# Reactivity



## d e c a d e n t (Apr 21, 2013)

I'm curious how reactive types (or anyone who feels like answering) experience their reactivity.

Also, does it still count as reactivity if you feel reactive but you don't express it? I admit I'm a bit unsure, because I experience myself as reactive but I don't always seem to come off that way.


----------



## Aha (Mar 6, 2014)

fgufhjlihudjfguoihjfdgjfdhl;dfghdrh


----------



## Aha (Mar 6, 2014)




----------



## HellCat (Jan 17, 2013)

Nonsense said:


> I'm curious how reactive types (or anyone who feels like answering) experience their reactivity.
> 
> Also, does it still count as reactivity if you feel reactive but you don't express it? I admit I'm a bit unsure, because I experience myself as reactive but I don't always seem to come off that way.


Signs add up and something feels off , If under stress I flip out and @_Animal_ @_CaptSwan_ and @_Cosmic Orgasm_ have to talk me down because I am a crazy six sometimes with a shitty inf Fi

Two years ago I met this guy, knew he was wrong for me was trying to buy me off based on how I looked, arrogant prick to the core. My brother said "won't last" 

My response " FUCK YOU WATCH ME MARRY HIM." Nobody tells me what to do, whom to be, how my life will go. Without respectfully consulting me first. 

Do I lack wisdom sometimes..God yes but now that I realize I am crazy and a fucking 684 with the worlds worst ability to process emotionally without slowing down and breathing and stopping the immediate lashing out counterphobic reactions I have ...


I force myself, every time something happens now to stop and think. 

Now where is the logic in this? Don't do something stupid! THINK. Strategize, get your whiteboard!

I hope that helped.


----------



## d e c a d e n t (Apr 21, 2013)

@Aha
I see.


----------



## Aha (Mar 6, 2014)

Nonsense said:


> I'm curious how reactive types (or anyone who feels like answering) experience their reactivity.
> 
> Also, does it still count as reactivity if you feel reactive but you don't express it? I admit I'm a bit unsure, because I experience myself as reactive but I don't always seem to come off that way.


Laughing. Loud. Winking. Jumpin. Kicking. Maniacally suggestively smiling


----------



## Animal (May 29, 2012)

● Stored records

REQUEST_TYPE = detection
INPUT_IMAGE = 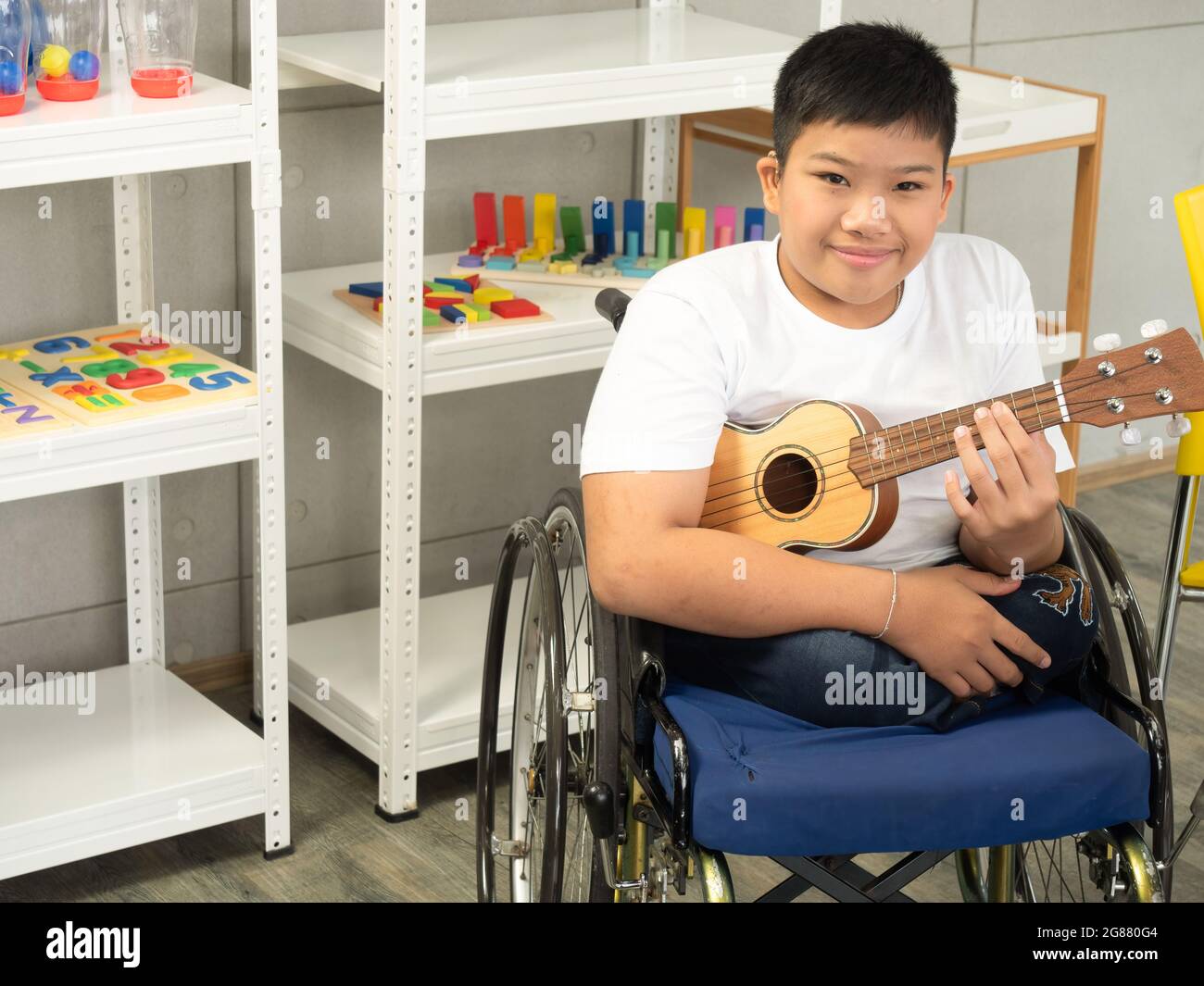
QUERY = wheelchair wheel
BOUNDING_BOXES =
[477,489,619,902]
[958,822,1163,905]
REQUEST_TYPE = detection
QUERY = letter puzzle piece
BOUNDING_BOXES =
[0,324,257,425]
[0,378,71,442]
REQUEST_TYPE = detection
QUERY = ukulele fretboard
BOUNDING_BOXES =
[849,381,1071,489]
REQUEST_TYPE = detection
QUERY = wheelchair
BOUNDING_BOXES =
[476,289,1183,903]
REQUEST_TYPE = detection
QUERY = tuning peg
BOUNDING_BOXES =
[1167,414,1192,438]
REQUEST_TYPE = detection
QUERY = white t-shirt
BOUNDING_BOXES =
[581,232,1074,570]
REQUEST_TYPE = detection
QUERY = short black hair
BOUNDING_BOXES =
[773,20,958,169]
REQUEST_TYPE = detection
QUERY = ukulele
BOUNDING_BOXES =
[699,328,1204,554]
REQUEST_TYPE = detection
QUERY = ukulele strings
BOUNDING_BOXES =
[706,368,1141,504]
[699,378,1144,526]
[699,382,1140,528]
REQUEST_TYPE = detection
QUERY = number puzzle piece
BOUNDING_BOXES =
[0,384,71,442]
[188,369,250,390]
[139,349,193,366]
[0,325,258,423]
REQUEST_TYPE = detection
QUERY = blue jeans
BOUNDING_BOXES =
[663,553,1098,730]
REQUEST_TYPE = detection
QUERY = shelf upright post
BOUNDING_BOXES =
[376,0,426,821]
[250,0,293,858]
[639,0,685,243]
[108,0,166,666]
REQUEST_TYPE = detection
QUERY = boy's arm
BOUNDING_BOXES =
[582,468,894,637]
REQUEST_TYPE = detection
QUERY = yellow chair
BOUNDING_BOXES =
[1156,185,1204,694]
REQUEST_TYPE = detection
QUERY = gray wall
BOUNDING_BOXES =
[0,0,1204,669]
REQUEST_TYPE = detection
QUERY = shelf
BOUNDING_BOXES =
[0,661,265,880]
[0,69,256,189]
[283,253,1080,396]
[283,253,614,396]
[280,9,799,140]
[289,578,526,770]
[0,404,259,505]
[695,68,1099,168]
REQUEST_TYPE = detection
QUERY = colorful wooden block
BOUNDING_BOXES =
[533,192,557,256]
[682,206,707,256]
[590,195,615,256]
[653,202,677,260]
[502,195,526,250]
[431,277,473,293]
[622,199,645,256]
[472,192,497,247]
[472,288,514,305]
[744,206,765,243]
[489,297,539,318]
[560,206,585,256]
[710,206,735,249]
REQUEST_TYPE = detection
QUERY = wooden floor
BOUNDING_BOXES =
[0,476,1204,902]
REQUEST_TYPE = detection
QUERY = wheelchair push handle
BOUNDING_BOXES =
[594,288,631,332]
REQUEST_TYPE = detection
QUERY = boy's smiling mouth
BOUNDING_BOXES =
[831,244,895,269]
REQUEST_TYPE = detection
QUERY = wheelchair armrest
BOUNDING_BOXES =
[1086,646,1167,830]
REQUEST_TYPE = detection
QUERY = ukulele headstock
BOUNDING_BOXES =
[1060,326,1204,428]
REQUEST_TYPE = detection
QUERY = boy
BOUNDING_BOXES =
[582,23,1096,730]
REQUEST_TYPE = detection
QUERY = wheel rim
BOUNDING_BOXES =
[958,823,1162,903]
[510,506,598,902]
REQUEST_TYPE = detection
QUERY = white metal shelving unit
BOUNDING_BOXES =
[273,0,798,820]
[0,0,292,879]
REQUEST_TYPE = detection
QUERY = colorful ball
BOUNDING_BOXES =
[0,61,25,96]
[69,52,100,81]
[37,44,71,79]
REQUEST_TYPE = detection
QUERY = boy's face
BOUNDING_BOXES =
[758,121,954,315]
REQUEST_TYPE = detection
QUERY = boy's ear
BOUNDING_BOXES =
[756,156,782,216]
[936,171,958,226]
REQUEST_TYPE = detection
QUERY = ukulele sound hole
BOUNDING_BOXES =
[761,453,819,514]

● Tasks for this exercise
**a.** In the reactivity thread, what did HellCat's brother say about the guy HellCat met two years ago?
**b.** Carry on the reactivity thread from its last line.
The items play no part here.

● Answers per task
**a.** He said it "won't last."

**b.**
1. Withdraw from the situation 
2. Write a song, write in my diary, take a long walk with headphones, or if it's a case of romantic rejection or something I need to talk out, I'll talk to other friends who I trust about it, but no matter what, while I am emoting I will BE ALONE. If I talk to other friends it's strictly online.. because I need to be alone
3. Figure myself out
4. Confront situation to turn it in my favor, or come to understand that the problem was in my head (aka I'm not REALLY being rejected, I'm just imagining that I'm being rejected)



Or...

Get angry and..
well let's just say, my anger can and does make grown men and very tough women cry. I can rip someone down in very few concise, cutting phrases when they have pissed me off. Most people live their whole lives and never see me in angry robot-mode. But if I am properly triggered, and the above has not worked, and I have tried over and over to say it nicely.. let's just put it this way.. it's not a mistake someone needs to make twice. Either they never want to see me again after that, or if they do, they know not to fucking do that again because nobody wants to deal with animal robot.

When angry Animal rawrs at someone who doesn't deserve it, or someone who triggered me becasue of my own issues and me being an asshole, then I apologize endlessly and try to make it up to them. :/




All that being said, I am talking about extreme situations.

Day to day, I'm fairly "reactive" in the colloquial sense, I think? I confront whatever comes, as it comes. I'm pretty open/ out there/ expressive. I'm a strong band leader.. I am calm in a crisis.. I'm alert during every conflict and able to sort it out without blinking an eye. It doesn't feel like "reactivity" to me though.. it's more like confidence/ awareness. Conflict doesn't scare me. Someone talks, I answer. Etc.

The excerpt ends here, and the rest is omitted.